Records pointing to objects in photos
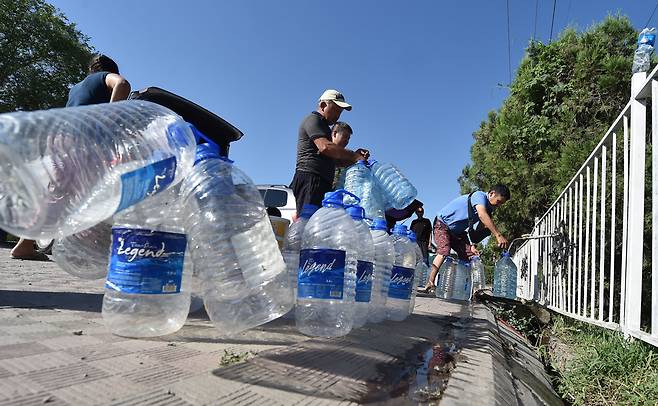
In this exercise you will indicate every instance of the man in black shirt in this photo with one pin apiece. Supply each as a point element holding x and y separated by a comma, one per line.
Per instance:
<point>423,228</point>
<point>317,155</point>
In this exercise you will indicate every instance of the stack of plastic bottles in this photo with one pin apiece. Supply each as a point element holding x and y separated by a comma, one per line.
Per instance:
<point>505,274</point>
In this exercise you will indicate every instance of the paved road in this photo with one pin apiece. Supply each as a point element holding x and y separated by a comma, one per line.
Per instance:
<point>55,350</point>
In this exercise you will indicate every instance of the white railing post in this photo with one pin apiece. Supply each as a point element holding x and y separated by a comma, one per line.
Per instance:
<point>634,254</point>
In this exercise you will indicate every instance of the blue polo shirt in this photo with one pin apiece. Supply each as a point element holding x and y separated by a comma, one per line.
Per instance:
<point>455,213</point>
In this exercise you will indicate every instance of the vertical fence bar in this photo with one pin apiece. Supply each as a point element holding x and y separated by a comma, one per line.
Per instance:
<point>613,214</point>
<point>604,155</point>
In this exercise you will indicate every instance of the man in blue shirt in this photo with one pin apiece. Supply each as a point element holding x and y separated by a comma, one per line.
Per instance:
<point>451,227</point>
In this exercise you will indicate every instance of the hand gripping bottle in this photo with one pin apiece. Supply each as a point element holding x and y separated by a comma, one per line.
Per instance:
<point>63,171</point>
<point>397,189</point>
<point>85,254</point>
<point>147,289</point>
<point>402,275</point>
<point>235,253</point>
<point>364,266</point>
<point>327,271</point>
<point>293,244</point>
<point>359,181</point>
<point>384,258</point>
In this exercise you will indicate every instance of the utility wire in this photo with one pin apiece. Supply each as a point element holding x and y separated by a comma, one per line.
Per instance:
<point>651,16</point>
<point>509,49</point>
<point>552,21</point>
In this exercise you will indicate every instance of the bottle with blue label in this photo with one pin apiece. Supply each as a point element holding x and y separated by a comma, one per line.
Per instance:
<point>384,258</point>
<point>147,290</point>
<point>242,274</point>
<point>398,191</point>
<point>326,285</point>
<point>293,245</point>
<point>364,266</point>
<point>63,171</point>
<point>402,275</point>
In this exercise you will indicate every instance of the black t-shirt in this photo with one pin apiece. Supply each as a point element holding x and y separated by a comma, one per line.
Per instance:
<point>91,90</point>
<point>309,159</point>
<point>422,228</point>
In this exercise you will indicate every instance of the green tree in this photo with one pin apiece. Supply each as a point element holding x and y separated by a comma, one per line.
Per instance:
<point>563,99</point>
<point>41,55</point>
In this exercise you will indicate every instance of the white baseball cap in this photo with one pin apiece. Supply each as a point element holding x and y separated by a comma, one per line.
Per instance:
<point>336,97</point>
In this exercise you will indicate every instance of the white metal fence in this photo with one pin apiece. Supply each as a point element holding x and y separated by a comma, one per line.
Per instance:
<point>590,251</point>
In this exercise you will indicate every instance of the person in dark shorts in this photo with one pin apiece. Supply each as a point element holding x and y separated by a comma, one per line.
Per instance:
<point>452,223</point>
<point>422,226</point>
<point>103,84</point>
<point>317,155</point>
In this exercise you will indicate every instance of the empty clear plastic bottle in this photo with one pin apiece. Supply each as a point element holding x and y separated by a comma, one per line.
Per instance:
<point>384,258</point>
<point>396,188</point>
<point>478,276</point>
<point>63,171</point>
<point>462,285</point>
<point>327,271</point>
<point>359,181</point>
<point>645,46</point>
<point>85,254</point>
<point>147,290</point>
<point>505,274</point>
<point>446,278</point>
<point>293,245</point>
<point>402,275</point>
<point>235,253</point>
<point>364,266</point>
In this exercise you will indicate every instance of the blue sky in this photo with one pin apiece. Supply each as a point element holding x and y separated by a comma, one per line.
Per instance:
<point>421,75</point>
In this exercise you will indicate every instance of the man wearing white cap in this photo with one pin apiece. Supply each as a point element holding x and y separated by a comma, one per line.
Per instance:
<point>317,155</point>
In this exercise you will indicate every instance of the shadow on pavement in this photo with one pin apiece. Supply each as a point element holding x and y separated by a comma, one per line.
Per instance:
<point>88,302</point>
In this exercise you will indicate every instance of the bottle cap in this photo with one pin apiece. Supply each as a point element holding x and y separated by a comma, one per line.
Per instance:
<point>308,210</point>
<point>379,224</point>
<point>356,211</point>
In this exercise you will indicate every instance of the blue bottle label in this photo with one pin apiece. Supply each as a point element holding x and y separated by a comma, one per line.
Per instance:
<point>321,274</point>
<point>149,180</point>
<point>401,283</point>
<point>145,261</point>
<point>363,281</point>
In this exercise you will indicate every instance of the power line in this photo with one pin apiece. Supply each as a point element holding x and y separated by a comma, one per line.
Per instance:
<point>651,16</point>
<point>509,48</point>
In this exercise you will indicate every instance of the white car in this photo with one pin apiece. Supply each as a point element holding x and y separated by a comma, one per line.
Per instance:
<point>281,197</point>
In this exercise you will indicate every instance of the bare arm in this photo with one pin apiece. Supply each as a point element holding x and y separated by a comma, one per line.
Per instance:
<point>118,85</point>
<point>488,222</point>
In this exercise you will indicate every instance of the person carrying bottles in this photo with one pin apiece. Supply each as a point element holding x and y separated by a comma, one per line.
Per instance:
<point>463,223</point>
<point>103,84</point>
<point>317,154</point>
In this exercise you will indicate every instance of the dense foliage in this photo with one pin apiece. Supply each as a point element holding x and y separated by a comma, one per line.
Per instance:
<point>41,55</point>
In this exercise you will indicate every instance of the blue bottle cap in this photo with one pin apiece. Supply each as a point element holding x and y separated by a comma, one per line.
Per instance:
<point>378,224</point>
<point>400,229</point>
<point>356,211</point>
<point>308,210</point>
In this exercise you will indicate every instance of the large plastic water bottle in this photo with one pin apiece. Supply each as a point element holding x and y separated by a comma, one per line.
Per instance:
<point>477,268</point>
<point>63,171</point>
<point>645,46</point>
<point>85,254</point>
<point>364,266</point>
<point>293,245</point>
<point>235,253</point>
<point>446,278</point>
<point>505,274</point>
<point>327,271</point>
<point>147,291</point>
<point>384,258</point>
<point>359,181</point>
<point>402,275</point>
<point>462,285</point>
<point>397,189</point>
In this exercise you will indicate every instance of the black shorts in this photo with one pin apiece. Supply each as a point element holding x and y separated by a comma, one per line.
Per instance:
<point>309,188</point>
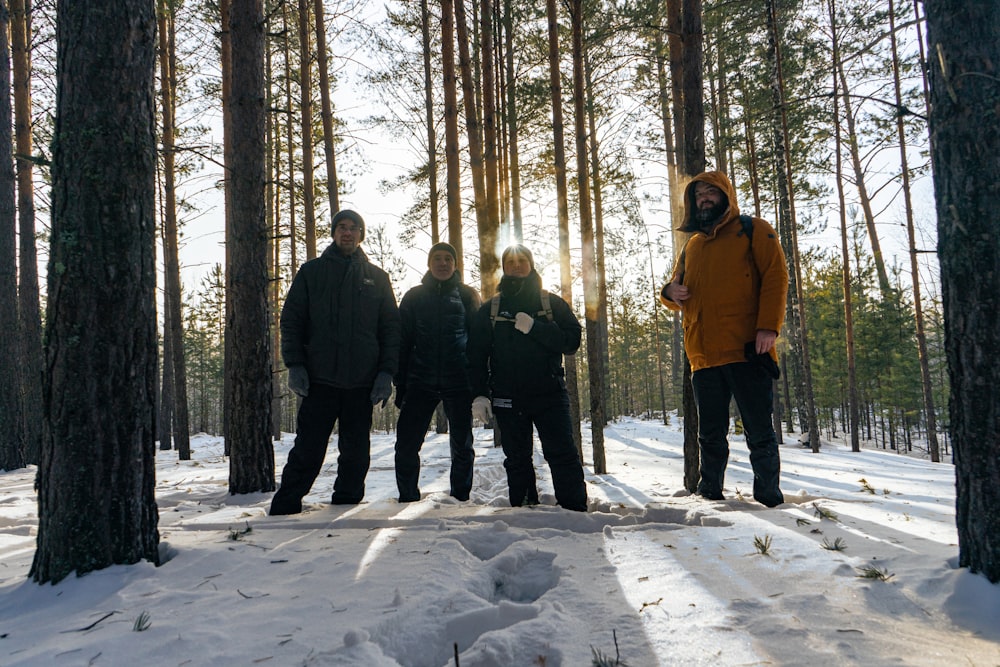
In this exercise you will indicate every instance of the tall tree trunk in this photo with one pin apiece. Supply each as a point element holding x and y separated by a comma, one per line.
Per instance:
<point>786,200</point>
<point>11,419</point>
<point>491,174</point>
<point>326,106</point>
<point>962,36</point>
<point>165,417</point>
<point>251,462</point>
<point>852,373</point>
<point>918,307</point>
<point>453,191</point>
<point>685,31</point>
<point>171,262</point>
<point>602,283</point>
<point>29,311</point>
<point>489,262</point>
<point>859,177</point>
<point>562,205</point>
<point>99,445</point>
<point>591,291</point>
<point>272,214</point>
<point>305,109</point>
<point>293,236</point>
<point>512,125</point>
<point>666,119</point>
<point>226,59</point>
<point>432,185</point>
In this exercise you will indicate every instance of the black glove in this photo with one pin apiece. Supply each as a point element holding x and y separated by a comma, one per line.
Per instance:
<point>763,360</point>
<point>298,380</point>
<point>382,389</point>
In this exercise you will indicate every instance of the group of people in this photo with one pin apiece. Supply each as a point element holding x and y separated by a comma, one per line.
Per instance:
<point>346,343</point>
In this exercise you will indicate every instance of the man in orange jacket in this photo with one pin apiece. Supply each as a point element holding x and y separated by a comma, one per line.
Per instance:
<point>730,284</point>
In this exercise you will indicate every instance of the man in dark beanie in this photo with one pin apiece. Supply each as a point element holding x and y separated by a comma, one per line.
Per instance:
<point>432,368</point>
<point>340,342</point>
<point>516,348</point>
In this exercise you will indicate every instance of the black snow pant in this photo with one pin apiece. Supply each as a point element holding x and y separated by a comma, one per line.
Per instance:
<point>320,410</point>
<point>750,385</point>
<point>550,416</point>
<point>411,428</point>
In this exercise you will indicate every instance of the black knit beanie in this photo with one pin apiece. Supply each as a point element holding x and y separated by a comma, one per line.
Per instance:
<point>353,216</point>
<point>447,247</point>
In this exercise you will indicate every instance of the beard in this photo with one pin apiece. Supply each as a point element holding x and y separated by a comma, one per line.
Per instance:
<point>706,216</point>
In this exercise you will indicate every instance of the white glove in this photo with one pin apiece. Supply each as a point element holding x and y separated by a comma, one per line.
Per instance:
<point>482,410</point>
<point>523,322</point>
<point>298,380</point>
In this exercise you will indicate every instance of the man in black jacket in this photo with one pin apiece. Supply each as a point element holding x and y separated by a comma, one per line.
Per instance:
<point>340,341</point>
<point>435,315</point>
<point>515,361</point>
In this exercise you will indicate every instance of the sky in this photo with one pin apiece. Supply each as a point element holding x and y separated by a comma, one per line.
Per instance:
<point>650,574</point>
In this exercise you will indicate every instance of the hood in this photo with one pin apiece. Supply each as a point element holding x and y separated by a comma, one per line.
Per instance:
<point>719,180</point>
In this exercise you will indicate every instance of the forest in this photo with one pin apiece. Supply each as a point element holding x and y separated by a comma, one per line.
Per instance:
<point>570,126</point>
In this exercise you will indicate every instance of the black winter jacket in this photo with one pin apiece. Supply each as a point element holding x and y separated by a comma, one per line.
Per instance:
<point>340,321</point>
<point>506,363</point>
<point>436,317</point>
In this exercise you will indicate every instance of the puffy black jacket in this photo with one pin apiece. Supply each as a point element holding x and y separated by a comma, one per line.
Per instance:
<point>436,317</point>
<point>340,321</point>
<point>506,363</point>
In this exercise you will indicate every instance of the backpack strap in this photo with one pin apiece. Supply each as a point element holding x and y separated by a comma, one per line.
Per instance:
<point>746,224</point>
<point>546,305</point>
<point>495,308</point>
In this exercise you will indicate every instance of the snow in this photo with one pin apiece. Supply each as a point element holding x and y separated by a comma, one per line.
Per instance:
<point>651,573</point>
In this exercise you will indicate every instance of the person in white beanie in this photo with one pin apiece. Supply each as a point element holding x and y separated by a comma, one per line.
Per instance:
<point>515,351</point>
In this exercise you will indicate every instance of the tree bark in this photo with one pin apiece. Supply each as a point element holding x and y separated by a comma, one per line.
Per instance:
<point>96,503</point>
<point>251,463</point>
<point>429,114</point>
<point>11,419</point>
<point>489,262</point>
<point>685,31</point>
<point>171,261</point>
<point>305,109</point>
<point>591,292</point>
<point>963,93</point>
<point>562,204</point>
<point>852,373</point>
<point>326,105</point>
<point>29,310</point>
<point>918,306</point>
<point>512,126</point>
<point>453,191</point>
<point>786,198</point>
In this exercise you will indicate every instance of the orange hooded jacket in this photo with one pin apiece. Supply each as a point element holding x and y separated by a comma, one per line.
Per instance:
<point>736,285</point>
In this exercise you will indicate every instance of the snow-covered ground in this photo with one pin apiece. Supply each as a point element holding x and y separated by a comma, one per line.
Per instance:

*What you will do*: Reproduce only the records from the line with "In this exercise you will indicate every instance of the sky" up to and including the line with "<point>719,180</point>", putting "windshield" in place of "hood" and leaving everything else unchanged.

*Task response*:
In this exercise you will indicate every instance of the sky in this photo with one pin apiece. Supply each as a point element holding x and y separated by a comma, one per line.
Per instance:
<point>650,574</point>
In this exercise you will indicate every instance of the windshield in this photo with one pin apiece. Supply each as a point element holding x and y separated by a comma, one per line.
Per instance:
<point>719,180</point>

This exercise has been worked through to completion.